SOURCE PASSAGE ->
_ _ _ _
Low-temperature heat sources are both abundant and largely dissipated into the environment. Yu et al. discovered a way to boost the concentration gradient in a liquid thermogalvanic cell that allows low-temperature heat to be recovered. The authors added a component that boosts the concentration gradient by forcing crystallization of the electrolyte at the cold end, and these crystals then melt at the hot end. This process boosts efficiency and is a potential method for recovering low-grade heat.

Science, this issue p. 342


Low-grade heat (below 373 kelvin) is abundant and ubiquitous but is mostly wasted because present recovery technologies are not cost-effective. The liquid-state thermocell (LTC), an inexpensive and scalable thermoelectric device, may be commercially viable for harvesting low-grade heat energy if its Carnot-relative efficiency (ηr) reaches ~5%, which is a challenging metric to achieve experimentally. We used a thermosensitive crystallization and dissolution process to induce a persistent concentration gradient of redox ions, a highly enhanced Seebeck coefficient (~3.73 millivolts per kelvin), and suppressed thermal conductivity in LTCs. As a result, we achieved a high ηr of 11.1% for LTCs near room temperature. Our device demonstration offers promise for cost-effective low-grade heat harvesting.
_ _ _ _
RECORDED INFORMATION ->
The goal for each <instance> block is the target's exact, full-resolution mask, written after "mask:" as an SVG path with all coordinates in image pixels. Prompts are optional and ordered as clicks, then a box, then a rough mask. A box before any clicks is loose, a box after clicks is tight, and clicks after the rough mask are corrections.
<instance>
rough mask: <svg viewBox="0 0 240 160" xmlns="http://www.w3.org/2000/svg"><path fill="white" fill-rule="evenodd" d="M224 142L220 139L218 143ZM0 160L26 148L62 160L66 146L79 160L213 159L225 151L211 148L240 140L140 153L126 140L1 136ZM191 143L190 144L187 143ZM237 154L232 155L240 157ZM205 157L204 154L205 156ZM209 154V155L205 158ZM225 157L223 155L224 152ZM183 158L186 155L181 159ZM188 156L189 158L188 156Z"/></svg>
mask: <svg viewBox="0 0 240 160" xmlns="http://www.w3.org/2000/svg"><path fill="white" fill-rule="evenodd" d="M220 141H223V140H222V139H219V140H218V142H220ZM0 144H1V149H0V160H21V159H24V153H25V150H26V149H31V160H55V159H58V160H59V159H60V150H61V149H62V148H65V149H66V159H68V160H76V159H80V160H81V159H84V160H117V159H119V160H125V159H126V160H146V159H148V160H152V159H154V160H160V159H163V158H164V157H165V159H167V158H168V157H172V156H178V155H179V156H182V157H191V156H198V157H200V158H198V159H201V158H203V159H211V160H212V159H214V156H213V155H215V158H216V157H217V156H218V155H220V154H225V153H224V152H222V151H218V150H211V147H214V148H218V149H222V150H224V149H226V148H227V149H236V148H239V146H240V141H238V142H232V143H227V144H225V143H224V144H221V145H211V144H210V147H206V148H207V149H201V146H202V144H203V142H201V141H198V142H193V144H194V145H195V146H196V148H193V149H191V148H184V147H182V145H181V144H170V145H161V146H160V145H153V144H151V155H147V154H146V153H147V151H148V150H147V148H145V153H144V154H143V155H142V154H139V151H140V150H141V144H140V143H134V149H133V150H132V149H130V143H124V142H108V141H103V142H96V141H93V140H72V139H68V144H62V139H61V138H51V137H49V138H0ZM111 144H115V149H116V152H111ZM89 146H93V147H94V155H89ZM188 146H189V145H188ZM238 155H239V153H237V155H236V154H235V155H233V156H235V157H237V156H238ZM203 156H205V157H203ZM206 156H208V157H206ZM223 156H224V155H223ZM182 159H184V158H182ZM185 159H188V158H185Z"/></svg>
_ _ _ _
ASSIGNMENT ->
Answer these from the thermocell passage:
1. At which end does the electrolyte crystallize, and at which end do the crystals melt?
2. Below what temperature does heat count as low-grade?
3. What Carnot-relative efficiency did the liquid-state thermocells reach?
You don't need the material for this.

WRITTEN ANSWER ->
1. The electrolyte crystallizes at the cold end, and the crystals melt at the hot end.
2. Below 373 kelvin.
3. 11.1%, near room temperature.